> _ASSIGNMENT_: "Could you point out the necktie" appears in one line; retype that line and all lines following it through the end of the records, with nothing left out or added.

════════════════

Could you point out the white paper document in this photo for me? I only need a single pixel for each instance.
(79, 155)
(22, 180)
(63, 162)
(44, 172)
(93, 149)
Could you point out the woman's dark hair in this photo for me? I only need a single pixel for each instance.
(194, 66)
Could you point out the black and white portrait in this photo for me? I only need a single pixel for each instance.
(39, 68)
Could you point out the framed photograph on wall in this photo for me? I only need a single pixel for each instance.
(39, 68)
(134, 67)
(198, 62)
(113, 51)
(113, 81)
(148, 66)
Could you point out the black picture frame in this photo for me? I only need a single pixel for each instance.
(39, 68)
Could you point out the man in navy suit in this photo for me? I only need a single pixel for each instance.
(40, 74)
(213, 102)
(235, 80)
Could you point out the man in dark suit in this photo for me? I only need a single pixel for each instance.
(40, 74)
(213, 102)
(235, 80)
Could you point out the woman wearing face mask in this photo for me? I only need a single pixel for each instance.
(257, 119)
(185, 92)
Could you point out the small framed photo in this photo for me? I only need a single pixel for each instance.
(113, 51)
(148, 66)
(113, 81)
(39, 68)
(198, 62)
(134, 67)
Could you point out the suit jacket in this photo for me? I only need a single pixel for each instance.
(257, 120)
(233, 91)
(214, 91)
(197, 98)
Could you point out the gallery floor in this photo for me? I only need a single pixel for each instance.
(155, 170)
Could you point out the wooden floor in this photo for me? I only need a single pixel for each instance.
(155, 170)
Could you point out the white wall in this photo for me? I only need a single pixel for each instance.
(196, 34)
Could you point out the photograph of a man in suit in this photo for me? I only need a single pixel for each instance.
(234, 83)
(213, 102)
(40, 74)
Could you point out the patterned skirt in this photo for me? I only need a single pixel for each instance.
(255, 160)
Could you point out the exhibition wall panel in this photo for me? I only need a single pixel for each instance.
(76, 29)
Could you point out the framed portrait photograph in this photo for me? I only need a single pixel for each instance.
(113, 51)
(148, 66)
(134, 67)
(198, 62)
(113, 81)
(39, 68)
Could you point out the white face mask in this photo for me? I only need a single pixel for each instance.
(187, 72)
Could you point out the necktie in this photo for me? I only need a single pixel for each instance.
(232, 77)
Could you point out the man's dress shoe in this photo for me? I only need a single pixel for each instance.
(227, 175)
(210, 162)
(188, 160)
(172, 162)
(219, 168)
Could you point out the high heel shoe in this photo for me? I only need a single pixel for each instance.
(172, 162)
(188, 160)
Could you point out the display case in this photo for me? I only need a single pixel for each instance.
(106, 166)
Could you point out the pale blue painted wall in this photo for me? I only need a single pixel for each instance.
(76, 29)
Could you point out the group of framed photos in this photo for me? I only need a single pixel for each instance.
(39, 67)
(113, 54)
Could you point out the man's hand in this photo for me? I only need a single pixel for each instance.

════════════════

> _ANSWER SECTION_:
Could you point out the necktie in this photo for me? I only need a single pixel for each instance.
(232, 77)
Could you point out the man's dress shoe in this photo for me? I only need a single pixel for each instance.
(227, 175)
(210, 162)
(188, 160)
(172, 162)
(219, 168)
Could you point out the high heel shoe in this photo for me? I only need a single pixel for each instance.
(172, 162)
(188, 160)
Could you point out the display case in this photo for me? I only need a single pixel for each instance.
(106, 166)
Could you point out the pale blue painted wall in this photo for me? I only need a single pixel for each instance.
(76, 29)
Could you point out the group of framed photos in this photo for me? I only need a single pixel for each instance.
(39, 67)
(113, 54)
Could you point out the man's hand in this photo for me? I only need a single pixel for each instance.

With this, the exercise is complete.